(Beginning of DATA EXTRACTS)

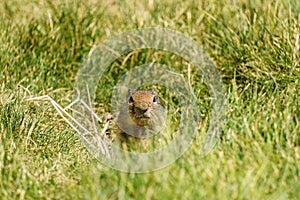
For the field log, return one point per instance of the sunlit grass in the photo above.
(255, 47)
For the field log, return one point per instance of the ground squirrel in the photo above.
(142, 116)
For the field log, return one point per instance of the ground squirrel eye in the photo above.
(155, 99)
(131, 99)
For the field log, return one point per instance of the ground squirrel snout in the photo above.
(141, 112)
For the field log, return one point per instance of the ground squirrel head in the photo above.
(142, 115)
(143, 105)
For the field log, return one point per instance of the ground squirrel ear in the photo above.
(129, 95)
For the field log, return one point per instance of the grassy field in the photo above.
(255, 46)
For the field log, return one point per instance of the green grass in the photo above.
(254, 46)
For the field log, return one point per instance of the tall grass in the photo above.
(255, 46)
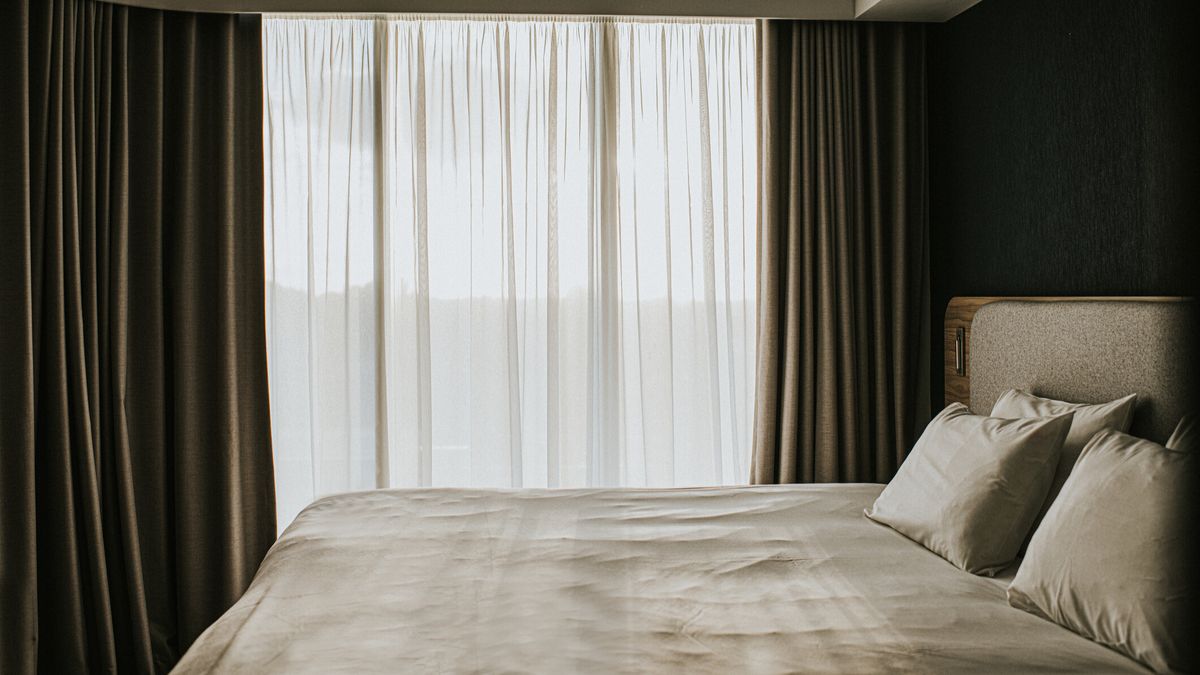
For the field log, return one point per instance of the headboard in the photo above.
(1085, 350)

(End of DATA EXTRACTS)

Without the images, print all of the lines above exactly.

For the field log, return one point per instance of the sunlit grass in the photo above.
(255, 47)
For the field log, return one point per instance of the ground squirrel in the photo above.
(142, 116)
For the field log, return one point per instance of the ground squirrel eye in the photo above.
(155, 99)
(131, 99)
For the field log, return one point per instance of the ground squirrel snout in the photo above.
(141, 112)
For the field log, return one point per instance of the ground squirrel head in the photo above.
(142, 115)
(143, 105)
For the field log, return one point per instance of the ground squirrel ear in the photo above.
(129, 95)
For the field log, return one point per instance of the grassy field in the photo above.
(255, 46)
For the field log, return one point per instance of the green grass in the photo above.
(254, 46)
For the field log, return one point per instance of the tall grass in the photo above.
(255, 46)
For the field log, return one point per instance of the headboard in the photo above.
(1085, 350)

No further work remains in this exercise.